Exercise objective. Please state the batch size ibab recommends in the forum thread.

## BEGIN Extract to read

Randomly cropped samples might be beneficial to make truncation not to introduce unnecessary side-effects. Although we use same train data set for each epochs, input sample sequences are randomly cropped so the unnecessary 'boundary-effect' could be blurred.

ibab commented 7 years ago

Yeah, I'd recommend to set the batch size to 1 and choose the sample size as large as possible. Cutting the samples to a fixed size is useful, as it prevents us from crashing when one of the samples is particularly large. batch_size > 1 should come in handy if we want to use things like batch normalization.

chrisnovello commented 7 years ago

Here is another clip using those same settings, except

I do hear more quality top end data than in the 16k clips that I've generated, and it is a large enough receptive field to generate language-like chunks (rather than the 44.1k clips I made, which felt stuck in granular synth / timestretch hiss / reverse reverb territory)

nakosung commented 7 years ago

Could you post settings used?

2016년 10월 17일 (월) 오전 11:13, Chris Novello notifications@github.com님이 작성:

Here is another clip using those same settings, except

  • trained/generated using a 22.5k sample rate
  • trained on a dataset of my own voice as large as each individual VCTK entry

I do hear more quality top end data than in the 16k clips that I've generated, and it is a large enough receptive field to generate language-like chunks (rather than the 44.1k clips I made, which felt stuck in granular synth / timestretch hiss / reverse reverb territory)

https://soundcloud.com/paperkettle/wavenet-babble-test-trained-a-neural-network-to-speak-with-my-voice

— You are receiving this because you commented. Reply to this email directly, view it on GitHub https://github.com/ibab/tensorflow-wavenet/issues/124#issuecomment-254096891, or mute the thread https://github.com/notifications/unsubscribe-auth/ACWXUzhJLKcG73rKrVi6m1xcMvbDzlAhks5q0tnKgaJpZM4KPjlI .

chrisnovello commented 7 years ago

~40k iterations with sample rate 100000 learning rate .001

{ "filter_width": 2, "sample_rate": 22500, "dilations": [1, 2, 4, 8, 16, 32, 64, 128, 256, 512, 1, 2, 4, 8, 16, 32, 64, 128, 256, 512, 1, 2, 4, 8, 16, 32, 64, 128, 256, 512, 1, 2, 4, 8, 16, 32, 64, 128, 256, 512, 1, 2, 4, 8, 16, 32, 64, 128, 256, 512, 1, 2, 4, 8, 16, 32, 64, 128, 256, 512, 1, 2, 4, 8, 16, 32, 64, 128, 256, 512, 1, 2, 4, 8, 16, 32, 64, 128, 256, 512], "residual_channels": 32, "dilation_channels":32, "quantization_channels": 256, "skip_channels": 1024, "use_biases": true, "scalar_input": false, "initial_filter_width": 32 }

Zeta36 commented 7 years ago

@paperkettle, you said: "trained on a dataset of my own voice". How well does the model imitating your voice in that clip?? and how did you prepare the dataset? Did you record yourself saying the same phrases than in one VCTK speaker?

## END Extract to read
## BEGIN Data extract

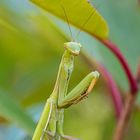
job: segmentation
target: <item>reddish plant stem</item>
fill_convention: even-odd
[[[116,118],[119,119],[121,111],[122,111],[122,99],[120,92],[118,90],[118,87],[111,76],[111,74],[107,71],[107,69],[99,63],[95,63],[92,58],[90,58],[89,55],[87,55],[85,52],[82,52],[82,59],[85,61],[86,64],[93,70],[93,68],[97,67],[97,69],[102,73],[103,78],[105,79],[107,86],[110,90],[112,102],[114,104]]]
[[[123,108],[121,94],[112,75],[108,72],[108,70],[103,65],[100,65],[100,67],[104,75],[104,78],[106,80],[107,86],[111,91],[112,100],[116,109],[116,117],[117,119],[119,119]]]
[[[126,59],[124,58],[120,50],[116,47],[116,45],[109,40],[100,40],[100,42],[102,42],[108,49],[110,49],[114,53],[114,55],[118,58],[127,75],[130,84],[131,92],[128,95],[128,98],[126,98],[126,102],[124,104],[124,108],[122,110],[121,116],[117,122],[116,130],[113,138],[113,140],[122,140],[125,131],[127,129],[132,108],[134,106],[134,101],[138,91],[138,84],[137,84],[137,80],[133,77],[133,74],[128,66]]]
[[[124,56],[122,55],[121,51],[110,40],[100,40],[100,42],[102,42],[108,49],[110,49],[118,58],[129,80],[131,94],[136,94],[138,90],[136,79],[133,77],[129,65]]]
[[[127,126],[134,106],[136,97],[135,95],[136,94],[129,94],[126,98],[125,106],[122,110],[121,117],[117,123],[113,140],[123,140],[124,134],[127,131]]]

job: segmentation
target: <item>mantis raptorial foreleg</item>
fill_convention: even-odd
[[[81,45],[77,42],[68,42],[64,47],[66,50],[59,66],[54,90],[44,107],[33,140],[78,140],[63,133],[64,109],[78,103],[91,92],[99,73],[91,72],[67,94],[74,56],[79,54]]]
[[[71,92],[69,92],[63,101],[58,103],[59,108],[67,108],[72,104],[78,103],[87,96],[94,87],[99,73],[97,71],[88,74]]]

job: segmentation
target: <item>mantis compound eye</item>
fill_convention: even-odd
[[[73,55],[79,55],[82,45],[77,42],[67,42],[64,43],[64,47]]]

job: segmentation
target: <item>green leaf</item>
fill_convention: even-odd
[[[31,0],[46,11],[68,21],[98,38],[108,37],[108,26],[103,17],[87,0]],[[91,16],[93,15],[93,16]],[[88,20],[88,18],[90,18]]]
[[[32,134],[35,123],[12,96],[0,90],[0,115]]]

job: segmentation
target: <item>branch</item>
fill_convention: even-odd
[[[128,126],[129,120],[130,120],[135,97],[136,96],[134,96],[134,94],[133,95],[129,94],[128,97],[126,98],[125,106],[124,106],[124,109],[122,110],[121,117],[117,123],[117,127],[115,130],[115,135],[114,135],[113,140],[122,140],[123,139],[123,136],[127,130],[127,126]]]
[[[114,53],[114,55],[118,58],[120,64],[122,65],[126,73],[126,76],[128,78],[129,85],[130,85],[131,91],[130,91],[130,94],[128,95],[128,98],[126,98],[126,102],[122,110],[121,116],[118,120],[114,138],[113,138],[113,140],[122,140],[125,134],[125,131],[127,129],[127,125],[131,116],[132,108],[134,106],[134,101],[135,101],[137,91],[138,91],[138,84],[137,84],[137,80],[133,77],[132,71],[130,70],[126,59],[122,55],[121,51],[116,47],[116,45],[113,44],[109,40],[100,40],[100,39],[98,40],[102,42],[108,49],[110,49]]]
[[[131,88],[131,94],[137,93],[138,86],[137,86],[136,79],[133,77],[133,74],[129,68],[129,65],[128,65],[126,59],[124,58],[124,56],[122,55],[121,51],[116,47],[115,44],[113,44],[109,40],[100,40],[99,39],[99,41],[102,42],[108,49],[110,49],[114,53],[114,55],[118,58],[118,60],[120,61],[120,64],[122,65],[122,67],[127,75],[127,78],[128,78],[129,84],[130,84],[130,88]]]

## END Data extract

Output of the task. A batch size of 1.